Natural language region descriptions:
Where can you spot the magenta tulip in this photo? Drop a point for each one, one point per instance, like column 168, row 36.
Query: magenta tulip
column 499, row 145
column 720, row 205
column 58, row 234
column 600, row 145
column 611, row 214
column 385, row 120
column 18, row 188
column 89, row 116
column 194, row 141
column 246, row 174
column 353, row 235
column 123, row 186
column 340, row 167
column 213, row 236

--

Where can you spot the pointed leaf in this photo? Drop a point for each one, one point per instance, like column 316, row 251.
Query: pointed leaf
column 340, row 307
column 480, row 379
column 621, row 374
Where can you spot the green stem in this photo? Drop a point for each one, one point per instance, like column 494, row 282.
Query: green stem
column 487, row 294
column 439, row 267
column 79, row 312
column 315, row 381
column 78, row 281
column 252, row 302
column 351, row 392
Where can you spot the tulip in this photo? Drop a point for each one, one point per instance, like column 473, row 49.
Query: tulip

▸ **EXERCISE INSTRUCTIONS**
The lines to return are those in the entries above that include "Where".

▸ **SOLVED EXERCISE**
Where can you spot the magenta tulip in this photo? Drop a point for each one, one point per instance, like column 168, row 36.
Where can you spot the pointed leaf in this photo? Drop a point for each one, one point per instance, like column 316, row 251.
Where can you spot the green stem in this photo? Drop a point for each one, one point per instance, like column 494, row 282.
Where can you spot the tulip in this photo? Drop a point for each one, one point per instance, like column 473, row 49.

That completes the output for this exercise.